• [Testo da leggere]
---+---

Haiti ha quasi 12 milioni di abitanti e occupa la parte ovest dell’isola di Hispaniola, nei Caraibi (l’altra parte è occupata dalla Repubblica Dominicana). Più dell’80 per cento della capitale Port-au-Prince è controllato da bande criminali, e la loro influenza si sta rapidamente espandendo anche ad altre zone del paese.
La potenza delle gang è strettamente collegata all’instabilità politica e alla fragilità del governo di Haiti, che di fatto non esiste: nel luglio del 2021 il presidente Jovenel Moïse venne ucciso mentre era in casa, in circostanze ancora oggi poco chiare. Le gang criminali approfittarono del caos che seguì per consolidare il loro controllo sul territorio. Ad Haiti non c’è un parlamento in carica, e le ultime elezioni si tennero nel 2016.
Il successore di Moïse, Ariel Henry, rimase sempre impopolare e non riuscì a ripristinare il controllo dello stato: si dimise lo scorso marzo, dopo settimane di intensi scontri e violenze compiute dalle bande contro stazioni di polizia, prigioni e sedi delle istituzioni. In quel periodo le varie gang si unirono per la prima volta in una coalizione, nota come “Vivere insieme” e guidata da Jimmy Chérizier, detto “Barbecue”. L’alleanza è attiva ancora oggi.
– Leggi anche: Jimmy Chérizier detto “Barbecue”, il leader delle bande criminali di Haiti
Dopo le dimissioni di Henry fu creato un consiglio presidenziale di transizione, che avrebbe dovuto aiutare a stabilizzare il paese e organizzare nuove elezioni entro il 2026. Anche questo però si rivelò debole: a maggio il consiglio ha nominato primo ministro ad interim Garry Conille, che però è stato destituito lo scorso 11 novembre, dopo circa sei mesi.

---+---

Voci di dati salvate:
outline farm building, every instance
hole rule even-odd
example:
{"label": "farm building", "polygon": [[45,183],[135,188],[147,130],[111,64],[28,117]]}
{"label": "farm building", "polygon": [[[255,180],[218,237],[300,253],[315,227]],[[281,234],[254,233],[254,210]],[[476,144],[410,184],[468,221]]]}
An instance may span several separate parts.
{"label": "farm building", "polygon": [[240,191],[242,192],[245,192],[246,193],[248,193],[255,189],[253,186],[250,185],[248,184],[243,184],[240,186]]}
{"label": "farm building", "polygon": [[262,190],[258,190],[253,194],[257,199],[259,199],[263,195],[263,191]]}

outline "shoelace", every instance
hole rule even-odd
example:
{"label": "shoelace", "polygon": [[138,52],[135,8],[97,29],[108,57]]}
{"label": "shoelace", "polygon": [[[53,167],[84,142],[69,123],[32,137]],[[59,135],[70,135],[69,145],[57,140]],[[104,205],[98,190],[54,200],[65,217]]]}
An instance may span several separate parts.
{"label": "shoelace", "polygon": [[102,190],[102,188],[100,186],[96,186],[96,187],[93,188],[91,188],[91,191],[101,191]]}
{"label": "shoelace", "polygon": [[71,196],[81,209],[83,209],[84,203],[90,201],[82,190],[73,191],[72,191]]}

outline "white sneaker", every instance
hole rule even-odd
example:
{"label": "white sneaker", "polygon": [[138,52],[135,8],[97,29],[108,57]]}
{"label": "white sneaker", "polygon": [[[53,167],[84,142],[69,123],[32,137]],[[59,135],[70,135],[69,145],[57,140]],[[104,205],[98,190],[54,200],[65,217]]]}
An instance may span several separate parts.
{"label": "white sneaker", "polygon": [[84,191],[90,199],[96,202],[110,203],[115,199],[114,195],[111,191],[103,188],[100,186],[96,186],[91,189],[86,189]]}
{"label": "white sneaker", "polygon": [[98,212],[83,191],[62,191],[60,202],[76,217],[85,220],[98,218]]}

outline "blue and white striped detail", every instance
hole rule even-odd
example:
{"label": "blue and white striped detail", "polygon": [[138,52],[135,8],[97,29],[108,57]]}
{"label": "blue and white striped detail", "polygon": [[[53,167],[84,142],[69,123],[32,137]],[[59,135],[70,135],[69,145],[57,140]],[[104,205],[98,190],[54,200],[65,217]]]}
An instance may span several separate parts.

---+---

• [Il tuo compito] Riporta parola per parola la parte del testo su Haiti che comincia con le parole contenenti "Il successore di" e si chiude con "attiva ancora oggi.". Le voci non servono.

• [Risposta finale]
Il successore di Moïse, Ariel Henry, rimase sempre impopolare e non riuscì a ripristinare il controllo dello stato: si dimise lo scorso marzo, dopo settimane di intensi scontri e violenze compiute dalle bande contro stazioni di polizia, prigioni e sedi delle istituzioni. In quel periodo le varie gang si unirono per la prima volta in una coalizione, nota come “Vivere insieme” e guidata da Jimmy Chérizier, detto “Barbecue”. L’alleanza è attiva ancora oggi.